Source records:
• • • • •

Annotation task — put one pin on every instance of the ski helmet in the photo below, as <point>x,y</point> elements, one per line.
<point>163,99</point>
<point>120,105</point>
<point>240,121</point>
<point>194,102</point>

• • • • •

§ **EXERCISE GOAL**
Scale the entries above by rewriting every line in full, with each coordinate value in the answers multiplied by 2.25 and rounded to the nearest whole number, halves rounded up. Leave all other text unchanged.

§ **OUTPUT OF THE EXERCISE**
Annotation task — put one pin on every instance of the ski helmet in the photo below, as <point>x,y</point> elements, one per line.
<point>367,223</point>
<point>270,236</point>
<point>540,272</point>
<point>437,230</point>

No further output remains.